* PROBLEM
Please reproduce, word for word, the stretch of the items from the line containing "Find the brown" through the line containing "(1017, 656)", including both of those lines.

* LISTED ENTRIES
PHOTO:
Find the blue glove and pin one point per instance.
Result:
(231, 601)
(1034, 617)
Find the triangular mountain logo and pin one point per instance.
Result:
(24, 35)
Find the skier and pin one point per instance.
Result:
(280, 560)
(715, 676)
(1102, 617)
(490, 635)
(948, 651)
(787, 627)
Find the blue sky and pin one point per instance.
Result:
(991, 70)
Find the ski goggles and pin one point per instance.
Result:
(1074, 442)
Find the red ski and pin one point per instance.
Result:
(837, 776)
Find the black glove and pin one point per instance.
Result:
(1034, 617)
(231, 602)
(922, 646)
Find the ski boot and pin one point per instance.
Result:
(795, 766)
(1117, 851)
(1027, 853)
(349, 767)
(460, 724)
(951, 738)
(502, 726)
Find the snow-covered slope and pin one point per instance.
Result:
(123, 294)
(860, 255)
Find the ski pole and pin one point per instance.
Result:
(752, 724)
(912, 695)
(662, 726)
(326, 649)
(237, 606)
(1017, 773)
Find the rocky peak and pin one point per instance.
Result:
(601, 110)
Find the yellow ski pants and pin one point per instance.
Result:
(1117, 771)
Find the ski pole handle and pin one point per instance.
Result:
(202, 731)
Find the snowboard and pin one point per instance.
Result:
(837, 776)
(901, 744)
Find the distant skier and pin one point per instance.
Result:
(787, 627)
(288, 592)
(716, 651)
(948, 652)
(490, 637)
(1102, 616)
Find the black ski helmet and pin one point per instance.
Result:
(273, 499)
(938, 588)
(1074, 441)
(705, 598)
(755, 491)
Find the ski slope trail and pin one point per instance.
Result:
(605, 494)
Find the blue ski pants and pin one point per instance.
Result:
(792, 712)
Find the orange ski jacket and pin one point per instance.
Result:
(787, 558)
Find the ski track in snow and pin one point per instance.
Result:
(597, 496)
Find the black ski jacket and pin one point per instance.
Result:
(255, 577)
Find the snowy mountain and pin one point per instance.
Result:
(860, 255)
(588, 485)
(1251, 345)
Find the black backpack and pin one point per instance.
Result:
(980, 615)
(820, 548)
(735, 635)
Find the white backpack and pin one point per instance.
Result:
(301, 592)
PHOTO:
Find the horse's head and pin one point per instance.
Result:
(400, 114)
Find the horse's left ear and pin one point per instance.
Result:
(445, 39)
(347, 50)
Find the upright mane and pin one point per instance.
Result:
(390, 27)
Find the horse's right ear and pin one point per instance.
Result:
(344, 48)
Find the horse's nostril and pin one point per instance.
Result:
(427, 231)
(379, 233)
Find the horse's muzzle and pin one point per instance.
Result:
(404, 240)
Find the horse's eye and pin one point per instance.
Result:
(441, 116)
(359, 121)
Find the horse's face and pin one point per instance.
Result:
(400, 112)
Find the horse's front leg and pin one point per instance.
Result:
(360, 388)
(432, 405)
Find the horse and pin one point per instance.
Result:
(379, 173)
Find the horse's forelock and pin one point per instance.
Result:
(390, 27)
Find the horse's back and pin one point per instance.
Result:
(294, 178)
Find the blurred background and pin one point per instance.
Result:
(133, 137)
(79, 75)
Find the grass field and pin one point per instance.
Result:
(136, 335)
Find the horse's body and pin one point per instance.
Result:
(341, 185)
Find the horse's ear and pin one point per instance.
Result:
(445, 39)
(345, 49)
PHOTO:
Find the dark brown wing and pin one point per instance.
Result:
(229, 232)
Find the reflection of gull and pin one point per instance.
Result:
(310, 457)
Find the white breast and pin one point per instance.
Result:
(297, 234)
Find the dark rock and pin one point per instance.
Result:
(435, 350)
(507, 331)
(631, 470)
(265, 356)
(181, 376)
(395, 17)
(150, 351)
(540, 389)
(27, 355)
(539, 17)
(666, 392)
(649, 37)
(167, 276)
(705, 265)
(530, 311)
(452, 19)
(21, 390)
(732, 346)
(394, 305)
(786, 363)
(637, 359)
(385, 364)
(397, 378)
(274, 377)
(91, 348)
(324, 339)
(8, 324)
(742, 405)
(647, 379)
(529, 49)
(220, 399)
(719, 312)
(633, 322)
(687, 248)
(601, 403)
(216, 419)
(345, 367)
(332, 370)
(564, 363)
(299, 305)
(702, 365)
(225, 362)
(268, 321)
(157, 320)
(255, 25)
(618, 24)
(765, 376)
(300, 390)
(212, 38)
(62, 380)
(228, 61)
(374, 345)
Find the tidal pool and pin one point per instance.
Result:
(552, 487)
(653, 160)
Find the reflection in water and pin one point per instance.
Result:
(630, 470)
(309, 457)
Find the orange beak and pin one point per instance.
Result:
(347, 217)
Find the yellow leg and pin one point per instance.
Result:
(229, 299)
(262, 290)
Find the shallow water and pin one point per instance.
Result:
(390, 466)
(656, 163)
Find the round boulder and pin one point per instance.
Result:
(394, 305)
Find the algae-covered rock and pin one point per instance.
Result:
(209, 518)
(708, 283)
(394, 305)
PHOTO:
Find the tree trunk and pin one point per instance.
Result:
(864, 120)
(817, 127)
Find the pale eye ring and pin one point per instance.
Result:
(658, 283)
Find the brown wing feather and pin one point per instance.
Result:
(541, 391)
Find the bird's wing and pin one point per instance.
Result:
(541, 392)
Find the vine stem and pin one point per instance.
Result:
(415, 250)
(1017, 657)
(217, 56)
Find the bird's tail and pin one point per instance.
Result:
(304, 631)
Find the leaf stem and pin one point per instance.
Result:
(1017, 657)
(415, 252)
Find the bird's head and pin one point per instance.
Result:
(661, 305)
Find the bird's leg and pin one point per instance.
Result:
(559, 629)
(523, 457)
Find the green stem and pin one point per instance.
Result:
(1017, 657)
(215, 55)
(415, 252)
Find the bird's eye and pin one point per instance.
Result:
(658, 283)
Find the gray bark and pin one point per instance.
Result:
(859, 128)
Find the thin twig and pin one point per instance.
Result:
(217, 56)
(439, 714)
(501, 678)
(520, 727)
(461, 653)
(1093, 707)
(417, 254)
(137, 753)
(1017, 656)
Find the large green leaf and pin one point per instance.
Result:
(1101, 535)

* EXPECTED ANSWER
Find the brown wing feather and pin one point per instance.
Result:
(541, 391)
Find the bird's wing and pin one point per instance.
Result:
(541, 392)
Find the vine stem and pin one point per instance.
Result:
(415, 250)
(1017, 657)
(217, 56)
Find the bird's tail and pin one point per instance.
Result:
(304, 631)
Find the leaf stem and pin one point per instance.
Result:
(1017, 657)
(415, 252)
Find the bird's head and pin one point per instance.
Result:
(661, 305)
Find the bird's leg and pin one point per instance.
Result:
(559, 629)
(523, 457)
Find the green stem and pin one point per instance.
Result:
(1017, 657)
(215, 55)
(415, 252)
Find the bird's eye and pin one point per instance.
Result:
(658, 283)
Find the gray bark and pin one point per instance.
Result:
(859, 128)
Find the thin twig and pin one point per instance.
Result:
(217, 56)
(439, 714)
(501, 678)
(520, 727)
(461, 653)
(1093, 707)
(417, 254)
(137, 753)
(1017, 656)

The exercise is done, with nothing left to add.